Rewrite the data starting at the line that contains "of the **leather" and ending at the line that contains "879L265 923L254 1004L372", both included, as a Markdown table with the columns Row and Data line. Give each nonblank line its own numbered row and leave out blank lines.
━━━ Supplied data
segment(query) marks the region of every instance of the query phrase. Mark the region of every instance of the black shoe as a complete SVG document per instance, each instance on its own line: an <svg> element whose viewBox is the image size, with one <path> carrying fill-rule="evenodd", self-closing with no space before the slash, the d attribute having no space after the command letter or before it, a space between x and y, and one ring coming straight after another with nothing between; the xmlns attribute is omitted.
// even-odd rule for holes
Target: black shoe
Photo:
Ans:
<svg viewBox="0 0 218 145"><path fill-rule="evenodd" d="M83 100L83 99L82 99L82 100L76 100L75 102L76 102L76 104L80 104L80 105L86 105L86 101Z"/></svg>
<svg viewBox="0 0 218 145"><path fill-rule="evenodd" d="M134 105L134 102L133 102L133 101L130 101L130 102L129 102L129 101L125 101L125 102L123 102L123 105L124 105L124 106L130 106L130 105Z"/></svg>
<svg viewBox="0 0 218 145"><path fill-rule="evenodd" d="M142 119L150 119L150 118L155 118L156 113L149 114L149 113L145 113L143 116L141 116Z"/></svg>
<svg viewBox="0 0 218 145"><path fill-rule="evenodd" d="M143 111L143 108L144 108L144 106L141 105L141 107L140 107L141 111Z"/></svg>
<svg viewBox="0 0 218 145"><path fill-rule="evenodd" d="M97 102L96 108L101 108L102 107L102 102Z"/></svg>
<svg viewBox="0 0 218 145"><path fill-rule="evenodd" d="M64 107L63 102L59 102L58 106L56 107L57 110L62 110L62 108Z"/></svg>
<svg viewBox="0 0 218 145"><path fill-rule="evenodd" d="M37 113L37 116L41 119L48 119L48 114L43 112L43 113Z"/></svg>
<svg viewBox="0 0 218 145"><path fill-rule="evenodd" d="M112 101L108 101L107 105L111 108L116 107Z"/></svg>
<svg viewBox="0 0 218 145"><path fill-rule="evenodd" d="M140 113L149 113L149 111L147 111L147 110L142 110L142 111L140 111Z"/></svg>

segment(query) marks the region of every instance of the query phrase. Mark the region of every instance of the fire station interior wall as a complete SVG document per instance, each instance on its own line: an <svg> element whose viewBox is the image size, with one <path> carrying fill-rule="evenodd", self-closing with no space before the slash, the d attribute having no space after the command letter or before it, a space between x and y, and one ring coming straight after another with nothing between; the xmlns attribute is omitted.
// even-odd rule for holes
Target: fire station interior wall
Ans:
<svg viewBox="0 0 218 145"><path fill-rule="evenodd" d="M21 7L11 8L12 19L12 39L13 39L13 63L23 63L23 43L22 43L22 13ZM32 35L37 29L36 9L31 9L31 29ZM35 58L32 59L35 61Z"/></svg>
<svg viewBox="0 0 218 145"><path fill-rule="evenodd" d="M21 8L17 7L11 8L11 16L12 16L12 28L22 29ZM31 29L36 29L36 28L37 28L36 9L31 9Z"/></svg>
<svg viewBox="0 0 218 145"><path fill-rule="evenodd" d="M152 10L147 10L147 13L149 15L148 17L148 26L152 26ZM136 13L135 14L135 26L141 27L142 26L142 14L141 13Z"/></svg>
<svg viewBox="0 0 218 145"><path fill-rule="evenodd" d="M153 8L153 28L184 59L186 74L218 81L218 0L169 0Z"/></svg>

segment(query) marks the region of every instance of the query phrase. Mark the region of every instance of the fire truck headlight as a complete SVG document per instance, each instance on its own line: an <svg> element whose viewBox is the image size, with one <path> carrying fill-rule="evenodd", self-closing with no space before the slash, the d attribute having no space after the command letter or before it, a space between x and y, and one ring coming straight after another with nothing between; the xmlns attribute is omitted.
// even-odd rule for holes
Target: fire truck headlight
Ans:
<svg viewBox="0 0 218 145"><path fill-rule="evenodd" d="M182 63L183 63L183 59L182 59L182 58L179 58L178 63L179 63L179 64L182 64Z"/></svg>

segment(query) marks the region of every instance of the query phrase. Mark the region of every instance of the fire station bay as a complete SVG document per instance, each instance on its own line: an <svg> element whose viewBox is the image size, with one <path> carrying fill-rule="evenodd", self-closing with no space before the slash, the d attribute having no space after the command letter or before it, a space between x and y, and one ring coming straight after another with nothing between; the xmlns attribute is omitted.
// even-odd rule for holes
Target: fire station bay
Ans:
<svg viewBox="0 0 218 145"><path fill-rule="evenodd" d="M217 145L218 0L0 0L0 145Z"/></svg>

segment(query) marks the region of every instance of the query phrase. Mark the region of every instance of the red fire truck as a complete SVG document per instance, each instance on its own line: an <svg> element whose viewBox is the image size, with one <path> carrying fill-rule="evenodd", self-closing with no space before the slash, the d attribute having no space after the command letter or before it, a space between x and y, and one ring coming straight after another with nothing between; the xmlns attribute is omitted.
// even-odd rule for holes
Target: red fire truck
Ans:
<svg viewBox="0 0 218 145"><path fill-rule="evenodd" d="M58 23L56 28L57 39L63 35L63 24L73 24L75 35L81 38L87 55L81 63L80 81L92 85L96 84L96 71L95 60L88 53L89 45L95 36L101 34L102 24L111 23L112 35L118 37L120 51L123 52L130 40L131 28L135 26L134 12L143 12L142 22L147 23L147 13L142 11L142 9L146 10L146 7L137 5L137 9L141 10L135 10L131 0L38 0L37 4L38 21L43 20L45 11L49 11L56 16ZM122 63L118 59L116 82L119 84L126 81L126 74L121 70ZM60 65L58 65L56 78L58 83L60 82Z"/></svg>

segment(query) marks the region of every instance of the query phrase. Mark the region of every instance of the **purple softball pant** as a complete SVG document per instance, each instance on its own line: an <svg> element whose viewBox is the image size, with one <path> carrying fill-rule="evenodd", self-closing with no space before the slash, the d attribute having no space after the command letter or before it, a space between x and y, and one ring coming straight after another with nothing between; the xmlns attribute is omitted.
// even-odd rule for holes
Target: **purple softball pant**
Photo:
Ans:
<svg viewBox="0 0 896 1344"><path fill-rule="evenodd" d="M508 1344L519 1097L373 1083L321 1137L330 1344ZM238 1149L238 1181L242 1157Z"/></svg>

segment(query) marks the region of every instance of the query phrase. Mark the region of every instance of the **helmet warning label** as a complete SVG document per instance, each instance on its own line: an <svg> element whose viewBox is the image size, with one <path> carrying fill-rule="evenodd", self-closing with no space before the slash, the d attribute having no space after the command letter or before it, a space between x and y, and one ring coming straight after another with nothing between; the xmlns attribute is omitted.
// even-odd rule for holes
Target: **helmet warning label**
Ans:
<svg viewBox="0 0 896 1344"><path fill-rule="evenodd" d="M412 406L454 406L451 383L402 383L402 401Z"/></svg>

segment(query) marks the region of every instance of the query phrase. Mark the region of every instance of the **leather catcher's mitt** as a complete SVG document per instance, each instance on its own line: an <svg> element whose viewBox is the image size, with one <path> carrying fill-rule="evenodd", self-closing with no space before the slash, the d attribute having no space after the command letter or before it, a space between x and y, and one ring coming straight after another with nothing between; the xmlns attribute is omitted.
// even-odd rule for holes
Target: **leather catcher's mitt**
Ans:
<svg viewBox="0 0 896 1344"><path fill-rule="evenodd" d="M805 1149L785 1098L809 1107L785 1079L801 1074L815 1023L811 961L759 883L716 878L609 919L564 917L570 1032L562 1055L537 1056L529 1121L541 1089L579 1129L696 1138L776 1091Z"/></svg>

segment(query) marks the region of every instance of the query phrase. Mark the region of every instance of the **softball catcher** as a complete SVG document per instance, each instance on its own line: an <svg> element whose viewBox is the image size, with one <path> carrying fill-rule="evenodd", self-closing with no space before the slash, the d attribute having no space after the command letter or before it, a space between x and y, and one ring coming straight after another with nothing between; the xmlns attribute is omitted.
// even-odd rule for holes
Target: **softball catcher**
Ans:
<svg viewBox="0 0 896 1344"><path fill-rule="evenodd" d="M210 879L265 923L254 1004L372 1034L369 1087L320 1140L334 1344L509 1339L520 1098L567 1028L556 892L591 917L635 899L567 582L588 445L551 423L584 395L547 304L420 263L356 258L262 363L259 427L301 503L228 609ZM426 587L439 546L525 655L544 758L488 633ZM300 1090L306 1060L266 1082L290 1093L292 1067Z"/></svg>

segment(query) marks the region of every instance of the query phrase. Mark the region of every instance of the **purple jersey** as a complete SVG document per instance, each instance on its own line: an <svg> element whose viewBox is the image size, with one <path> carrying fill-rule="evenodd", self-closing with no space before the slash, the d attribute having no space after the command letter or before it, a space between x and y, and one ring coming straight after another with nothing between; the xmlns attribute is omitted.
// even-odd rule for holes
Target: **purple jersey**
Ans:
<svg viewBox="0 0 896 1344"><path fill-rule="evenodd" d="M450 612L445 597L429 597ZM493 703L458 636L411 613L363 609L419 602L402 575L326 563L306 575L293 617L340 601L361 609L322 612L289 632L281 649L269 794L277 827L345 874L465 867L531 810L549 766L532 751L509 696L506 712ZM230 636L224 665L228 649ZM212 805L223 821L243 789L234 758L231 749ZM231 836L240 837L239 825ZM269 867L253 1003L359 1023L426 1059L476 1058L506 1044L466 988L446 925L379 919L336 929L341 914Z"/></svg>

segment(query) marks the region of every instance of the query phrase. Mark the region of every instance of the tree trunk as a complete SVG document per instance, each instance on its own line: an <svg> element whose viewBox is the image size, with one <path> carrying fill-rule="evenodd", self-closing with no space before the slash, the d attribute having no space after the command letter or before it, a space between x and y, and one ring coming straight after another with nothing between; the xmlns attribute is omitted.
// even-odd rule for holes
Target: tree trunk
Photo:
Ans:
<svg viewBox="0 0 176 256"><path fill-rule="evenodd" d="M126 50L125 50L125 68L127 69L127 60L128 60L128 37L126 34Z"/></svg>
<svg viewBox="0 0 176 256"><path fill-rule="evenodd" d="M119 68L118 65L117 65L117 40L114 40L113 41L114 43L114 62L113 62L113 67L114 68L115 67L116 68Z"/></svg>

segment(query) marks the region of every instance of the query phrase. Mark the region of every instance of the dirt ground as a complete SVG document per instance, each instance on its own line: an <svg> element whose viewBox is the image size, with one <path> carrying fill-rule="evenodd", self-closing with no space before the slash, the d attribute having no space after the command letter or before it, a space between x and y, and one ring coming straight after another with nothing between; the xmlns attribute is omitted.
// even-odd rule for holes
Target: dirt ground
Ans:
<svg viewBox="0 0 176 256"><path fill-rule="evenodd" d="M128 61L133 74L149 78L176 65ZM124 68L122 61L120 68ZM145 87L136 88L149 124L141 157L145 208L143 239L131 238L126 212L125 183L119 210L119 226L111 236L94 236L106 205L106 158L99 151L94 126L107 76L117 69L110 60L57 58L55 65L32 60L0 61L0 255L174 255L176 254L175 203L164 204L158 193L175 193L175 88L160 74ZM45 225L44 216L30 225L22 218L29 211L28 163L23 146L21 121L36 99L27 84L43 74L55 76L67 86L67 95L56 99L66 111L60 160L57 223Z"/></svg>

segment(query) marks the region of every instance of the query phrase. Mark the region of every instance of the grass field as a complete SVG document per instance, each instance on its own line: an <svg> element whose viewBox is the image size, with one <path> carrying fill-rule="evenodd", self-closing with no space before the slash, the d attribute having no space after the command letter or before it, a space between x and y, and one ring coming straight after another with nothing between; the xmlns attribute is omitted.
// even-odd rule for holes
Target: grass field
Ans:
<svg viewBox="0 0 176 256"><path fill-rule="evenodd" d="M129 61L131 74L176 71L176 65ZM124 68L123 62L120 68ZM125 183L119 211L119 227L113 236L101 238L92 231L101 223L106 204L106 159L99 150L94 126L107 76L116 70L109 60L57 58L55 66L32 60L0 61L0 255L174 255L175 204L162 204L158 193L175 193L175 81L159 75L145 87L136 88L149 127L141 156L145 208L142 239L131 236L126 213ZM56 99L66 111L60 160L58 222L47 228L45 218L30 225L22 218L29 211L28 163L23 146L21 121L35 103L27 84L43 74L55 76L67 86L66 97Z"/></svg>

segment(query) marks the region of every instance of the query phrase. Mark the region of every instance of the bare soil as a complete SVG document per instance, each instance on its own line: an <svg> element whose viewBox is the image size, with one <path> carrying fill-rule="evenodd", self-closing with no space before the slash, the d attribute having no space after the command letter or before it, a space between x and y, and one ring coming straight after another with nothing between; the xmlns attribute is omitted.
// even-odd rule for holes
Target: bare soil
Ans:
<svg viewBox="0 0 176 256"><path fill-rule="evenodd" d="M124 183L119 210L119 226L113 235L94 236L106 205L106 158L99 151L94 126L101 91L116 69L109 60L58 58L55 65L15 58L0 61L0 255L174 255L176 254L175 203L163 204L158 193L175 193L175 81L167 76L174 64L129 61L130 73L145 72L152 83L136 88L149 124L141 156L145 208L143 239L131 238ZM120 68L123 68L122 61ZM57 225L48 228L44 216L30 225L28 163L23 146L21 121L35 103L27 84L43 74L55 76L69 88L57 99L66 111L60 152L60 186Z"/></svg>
━━━━━━
## [Result]
| Row | Data line |
|---|---|
| 1 | segment(query) marks the region of every instance of the query phrase. Mark the region of every instance of the **leather catcher's mitt** as a complete SVG document per instance, each instance on its own line: an <svg> element whose viewBox is the image size, with one <path> carrying fill-rule="evenodd", self-closing with no space before the slash, the d attribute having no space after the command letter or before it, a space between x and y, and one ring coming straight after another with nothing between; the xmlns attribute is omitted. |
| 2 | // even-odd rule for holes |
| 3 | Target: **leather catcher's mitt** |
| 4 | Ans: |
| 5 | <svg viewBox="0 0 896 1344"><path fill-rule="evenodd" d="M805 1149L785 1098L809 1107L785 1079L801 1074L815 1023L811 961L759 883L716 878L609 919L564 917L570 1032L562 1055L537 1056L529 1121L541 1089L579 1129L696 1138L776 1091Z"/></svg> |
| 6 | segment(query) marks the region of every instance of the query phrase. Mark the region of every instance of the **softball catcher** as a complete SVG document per instance, each instance on its own line: an <svg> element whose viewBox is the image size, with one <path> carrying fill-rule="evenodd", self-closing with no space before the slash, the d attribute having no space after the command letter or before it, a space between x and y, and one ring coming straight after another with nothing between; the xmlns attribute is omitted. |
| 7 | // even-odd rule for holes |
| 8 | Target: **softball catcher** |
| 9 | Ans: |
| 10 | <svg viewBox="0 0 896 1344"><path fill-rule="evenodd" d="M210 879L265 923L254 1004L372 1034L369 1087L320 1140L334 1344L509 1339L520 1098L567 1028L556 892L591 917L635 899L567 582L588 445L551 423L584 395L547 304L420 263L356 258L262 363L259 427L301 503L228 609ZM426 587L439 546L525 655L544 758L488 633ZM300 1090L306 1060L266 1082L290 1093L292 1067Z"/></svg> |